* MATERIALS PROVIDED *

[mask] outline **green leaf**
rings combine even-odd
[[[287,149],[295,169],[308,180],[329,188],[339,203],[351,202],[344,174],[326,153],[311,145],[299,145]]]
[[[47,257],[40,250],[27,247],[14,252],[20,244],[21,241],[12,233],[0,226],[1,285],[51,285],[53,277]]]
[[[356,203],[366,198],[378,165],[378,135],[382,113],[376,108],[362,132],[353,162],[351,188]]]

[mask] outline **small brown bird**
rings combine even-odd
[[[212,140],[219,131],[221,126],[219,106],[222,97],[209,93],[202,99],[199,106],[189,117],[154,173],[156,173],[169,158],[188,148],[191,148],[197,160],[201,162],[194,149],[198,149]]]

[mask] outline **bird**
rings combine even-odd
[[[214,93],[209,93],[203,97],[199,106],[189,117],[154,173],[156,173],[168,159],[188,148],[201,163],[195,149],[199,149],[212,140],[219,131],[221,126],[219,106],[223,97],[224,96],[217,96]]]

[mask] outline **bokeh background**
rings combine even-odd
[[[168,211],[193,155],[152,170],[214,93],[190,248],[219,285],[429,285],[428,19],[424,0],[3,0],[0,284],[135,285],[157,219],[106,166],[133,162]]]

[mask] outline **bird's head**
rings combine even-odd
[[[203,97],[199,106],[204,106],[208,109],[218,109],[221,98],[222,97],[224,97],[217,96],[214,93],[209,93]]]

* WHAT YOU ARE ASKED TO DO *
Rewrite the material above so that every instance of "even-odd" becomes "nonzero", leaving everything else as it is.

* RESPONSE *
[mask] outline **green leaf**
rings combine nonzero
[[[287,149],[295,169],[308,180],[329,188],[339,203],[351,202],[344,174],[326,153],[311,145],[299,145]]]
[[[47,257],[40,250],[27,247],[14,252],[20,244],[21,241],[12,233],[0,226],[1,285],[51,285],[53,277]]]
[[[356,203],[366,198],[378,165],[378,135],[382,113],[376,108],[362,132],[353,162],[351,188]]]

[mask] outline **small brown bird**
rings combine nonzero
[[[212,140],[219,131],[221,126],[219,106],[222,97],[209,93],[202,99],[199,106],[189,117],[154,173],[156,173],[169,158],[188,148],[191,148],[197,160],[201,162],[194,149],[198,149]]]

[mask] outline **bird**
rings combine nonzero
[[[214,93],[209,93],[203,97],[199,106],[189,117],[154,173],[156,173],[168,159],[188,148],[201,163],[195,149],[199,149],[212,140],[219,131],[221,126],[219,106],[223,97],[224,96],[217,96]]]

[mask] outline **bokeh background**
rings combine nonzero
[[[168,211],[193,155],[152,170],[214,93],[190,248],[219,285],[429,285],[428,19],[424,0],[3,0],[0,284],[135,285],[157,219],[106,166],[133,162]]]

[mask] outline **bird's head**
rings combine nonzero
[[[203,97],[199,106],[204,106],[208,109],[218,109],[221,98],[222,97],[224,97],[217,96],[214,93],[209,93]]]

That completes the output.